Pick out every line in the items below that contains the word "black" and copy each one. Case counts.

------------

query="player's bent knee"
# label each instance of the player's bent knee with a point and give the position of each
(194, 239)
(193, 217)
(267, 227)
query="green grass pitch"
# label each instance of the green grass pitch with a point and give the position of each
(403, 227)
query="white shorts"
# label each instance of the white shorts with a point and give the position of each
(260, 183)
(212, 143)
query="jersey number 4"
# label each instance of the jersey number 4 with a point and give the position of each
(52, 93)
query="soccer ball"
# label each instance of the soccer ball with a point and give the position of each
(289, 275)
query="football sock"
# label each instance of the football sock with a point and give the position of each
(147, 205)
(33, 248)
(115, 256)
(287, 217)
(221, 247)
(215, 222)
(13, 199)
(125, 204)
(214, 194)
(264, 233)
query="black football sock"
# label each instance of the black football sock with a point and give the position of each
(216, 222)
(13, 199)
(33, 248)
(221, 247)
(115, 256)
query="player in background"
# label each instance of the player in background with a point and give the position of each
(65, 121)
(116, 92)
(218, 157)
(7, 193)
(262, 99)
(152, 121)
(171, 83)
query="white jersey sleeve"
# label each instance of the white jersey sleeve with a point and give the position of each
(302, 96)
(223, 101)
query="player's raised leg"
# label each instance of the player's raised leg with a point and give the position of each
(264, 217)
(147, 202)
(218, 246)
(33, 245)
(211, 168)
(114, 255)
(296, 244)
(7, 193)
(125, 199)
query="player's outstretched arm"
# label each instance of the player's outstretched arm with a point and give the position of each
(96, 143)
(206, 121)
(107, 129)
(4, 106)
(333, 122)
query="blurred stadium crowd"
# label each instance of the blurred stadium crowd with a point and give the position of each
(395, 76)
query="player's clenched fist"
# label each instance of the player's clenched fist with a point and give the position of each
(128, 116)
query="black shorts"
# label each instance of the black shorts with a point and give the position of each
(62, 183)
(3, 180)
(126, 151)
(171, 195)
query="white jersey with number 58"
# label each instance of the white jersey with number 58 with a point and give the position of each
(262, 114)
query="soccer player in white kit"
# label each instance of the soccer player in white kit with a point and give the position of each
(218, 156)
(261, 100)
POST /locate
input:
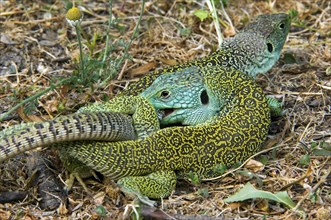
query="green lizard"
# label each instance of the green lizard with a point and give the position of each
(227, 57)
(146, 167)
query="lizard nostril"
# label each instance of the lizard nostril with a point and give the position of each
(270, 47)
(204, 97)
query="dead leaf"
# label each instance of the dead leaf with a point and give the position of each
(254, 165)
(170, 62)
(142, 69)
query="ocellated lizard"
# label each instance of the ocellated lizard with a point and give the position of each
(212, 68)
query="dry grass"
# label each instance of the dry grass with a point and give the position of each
(34, 36)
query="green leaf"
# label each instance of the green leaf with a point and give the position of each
(201, 14)
(305, 159)
(185, 32)
(249, 192)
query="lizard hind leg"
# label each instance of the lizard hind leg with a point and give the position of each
(156, 185)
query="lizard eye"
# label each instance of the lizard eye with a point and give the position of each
(270, 47)
(165, 94)
(281, 26)
(204, 97)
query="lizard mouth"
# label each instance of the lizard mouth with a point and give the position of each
(168, 111)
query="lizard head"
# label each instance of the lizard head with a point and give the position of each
(258, 45)
(181, 98)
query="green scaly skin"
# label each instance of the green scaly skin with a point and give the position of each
(240, 59)
(146, 167)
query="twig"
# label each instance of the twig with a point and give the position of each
(35, 96)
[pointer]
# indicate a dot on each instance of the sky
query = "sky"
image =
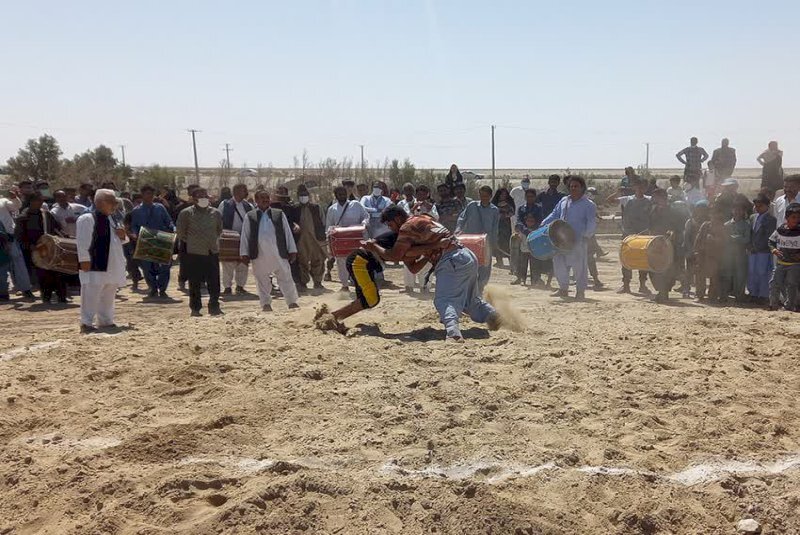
(567, 84)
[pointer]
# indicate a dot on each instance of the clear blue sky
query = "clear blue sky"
(580, 84)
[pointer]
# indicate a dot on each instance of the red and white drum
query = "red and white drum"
(344, 240)
(477, 244)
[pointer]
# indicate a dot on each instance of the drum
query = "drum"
(55, 253)
(154, 246)
(646, 253)
(344, 240)
(229, 243)
(478, 245)
(557, 237)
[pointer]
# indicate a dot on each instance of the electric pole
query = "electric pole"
(493, 170)
(228, 150)
(363, 171)
(194, 148)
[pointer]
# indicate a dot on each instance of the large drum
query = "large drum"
(154, 246)
(646, 253)
(344, 240)
(557, 237)
(55, 253)
(477, 244)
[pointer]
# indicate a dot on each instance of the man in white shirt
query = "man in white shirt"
(267, 241)
(101, 260)
(375, 204)
(344, 213)
(9, 207)
(791, 193)
(66, 213)
(234, 211)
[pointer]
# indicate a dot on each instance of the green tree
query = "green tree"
(38, 160)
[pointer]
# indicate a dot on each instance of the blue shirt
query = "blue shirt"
(581, 216)
(524, 211)
(152, 216)
(549, 201)
(479, 219)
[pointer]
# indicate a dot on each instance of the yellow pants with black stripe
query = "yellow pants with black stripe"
(362, 267)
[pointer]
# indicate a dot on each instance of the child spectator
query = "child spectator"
(708, 248)
(785, 246)
(734, 261)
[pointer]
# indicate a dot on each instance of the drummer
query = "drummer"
(344, 213)
(152, 216)
(580, 212)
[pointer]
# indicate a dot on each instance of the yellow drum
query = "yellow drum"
(646, 253)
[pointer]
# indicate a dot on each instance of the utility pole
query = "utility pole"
(194, 148)
(493, 170)
(363, 171)
(228, 150)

------------

▶ Full output
query="black football sock"
# label each instance of the black football sock with a point and give the position of each
query="black shorts"
# label each instance of the black shorts with a point and give the position of each
# indicate a dot on each instance of the yellow pants with black stripe
query = "yellow pants with black stripe"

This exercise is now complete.